The subjective and private is not created in opposition to a social, symbolic order, nor from an internal psychological drive, but by means of a transformative dynamic correspondence of individual expression and perception corresponding to a diagrammatic pattern of nature. Deleuze calls the semiotic, or diagrammatic face, as darkened, compared with the white lightness of social order symbolic sense. Peirce would explain the same paradox of facial perception that operates between categories of Firstness and Secondness. What is barely perceptible is seen abstractly and diagrammatically, in the Peircean phrase, as a graph or "like grains of sand", or as the Deleuzian rhizomic image: both are appropriate, non metaphoric, descriptors of a radical pragmatic logic: the nature of cognizable perception and action is doubled to an "nth" degree, through a medium like photographics.
The metaphoric application, by Peirce, of the geographic "sands of the sea" to the domestic and photographic "interval", provides a further perspective on the spatial characteristic of this photograph. The phrase summarizes the transformation of Peirce’s own life and ideas, from dispersed events and nomadic travel, criss-crossing orders and lines of social authority and commercial culture, and returning to a labyrinthine synechism (6.289) at Arisbe. If anyone was at home there, it was the cartographer of the heavens and coast that he could surveyed. A David Hockney 360-degree photographic montage would blur the finitude caused by a fixed frame, and make visible the plenitude of perspectives afforded by the 2000 acres and the River Delaware and coast that surrounded the house and its well by day, and the astronomical perspectives that could be clearly seen by night in this remote setting. It is between margins, of social order, and natural and social plenitude, that the photographic "snap" is taken.

- **Exercise 1**:
For the passage on Peirce and photography above, decide whether each statement agrees with it. Answer yes or no and quote the deciding words. (a) Deleuze describes the diagrammatic face as white. (b) A Hockney 360-degree montage would show the perspectives offered by the 2000 acres around the house. (c) Peirce's life and ideas returned to a labyrinthine synechism at Arisbe.
- **Exercise 2**:
Turn the paragraph of the passage on Peirce and photography that begins "The metaphoric application" into a short bulleted list that keeps its main facts.
- **Exercise 3**:
According to the passage on Peirce and photography, between which two of Peirce's categories does the paradox of facial perception operate?

- **Stored rows**:
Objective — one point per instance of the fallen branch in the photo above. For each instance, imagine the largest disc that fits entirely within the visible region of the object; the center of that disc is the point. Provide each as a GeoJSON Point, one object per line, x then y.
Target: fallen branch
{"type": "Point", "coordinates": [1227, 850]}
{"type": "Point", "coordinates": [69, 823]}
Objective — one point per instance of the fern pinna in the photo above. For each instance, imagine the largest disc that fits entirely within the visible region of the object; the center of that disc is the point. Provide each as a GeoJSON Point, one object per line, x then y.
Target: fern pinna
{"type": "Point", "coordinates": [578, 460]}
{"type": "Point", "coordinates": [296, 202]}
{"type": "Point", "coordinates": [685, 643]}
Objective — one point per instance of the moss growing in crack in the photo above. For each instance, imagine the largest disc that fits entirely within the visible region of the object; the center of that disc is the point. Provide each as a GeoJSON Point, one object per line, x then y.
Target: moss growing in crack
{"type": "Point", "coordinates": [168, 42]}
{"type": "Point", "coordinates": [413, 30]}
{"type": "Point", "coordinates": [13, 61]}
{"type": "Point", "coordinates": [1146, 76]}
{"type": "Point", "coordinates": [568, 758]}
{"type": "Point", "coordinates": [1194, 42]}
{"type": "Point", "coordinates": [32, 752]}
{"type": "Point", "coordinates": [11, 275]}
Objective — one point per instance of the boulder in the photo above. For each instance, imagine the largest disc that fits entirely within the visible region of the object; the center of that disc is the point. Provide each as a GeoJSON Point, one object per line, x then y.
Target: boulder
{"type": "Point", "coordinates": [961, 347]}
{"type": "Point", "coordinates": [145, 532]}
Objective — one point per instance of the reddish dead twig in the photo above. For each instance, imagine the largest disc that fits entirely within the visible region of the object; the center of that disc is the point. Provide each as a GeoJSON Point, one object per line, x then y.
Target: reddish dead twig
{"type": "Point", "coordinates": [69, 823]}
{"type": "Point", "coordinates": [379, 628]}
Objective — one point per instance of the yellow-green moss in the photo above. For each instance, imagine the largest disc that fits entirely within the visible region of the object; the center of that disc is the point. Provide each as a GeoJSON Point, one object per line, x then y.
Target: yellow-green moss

- **Written solution 1**:
(a) No: "Deleuze calls the semiotic, or diagrammatic face, as darkened, compared with the white lightness of social order symbolic sense."
(b) Yes: "make visible the plenitude of perspectives afforded by the 2000 acres and the River Delaware and coast that surrounded the house"
(c) Yes: "returning to a labyrinthine synechism (6.289) at Arisbe"

- **Written solution 2**:
- Peirce applied the geographic phrase "sands of the sea" to the domestic, photographic "interval," which sheds light on the photograph's spatial character.
- The phrase sums up how Peirce's life and ideas moved from scattered events and nomadic travel, across lines of social authority and commercial culture, back to a labyrinthine synechism at Arisbe.
- Anyone at home there was the cartographer of the heavens and the coast.
- A David Hockney 360-degree montage would remove the limits of a fixed frame. It would show the many perspectives offered by the 2000 acres, the River Delaware and the coast around the house by day, and the astronomical views visible by night in that remote setting.
- The photographic "snap" is taken between the margins of social order and of natural and social plenitude.

- **Written solution 3**:
Firstness and Secondness.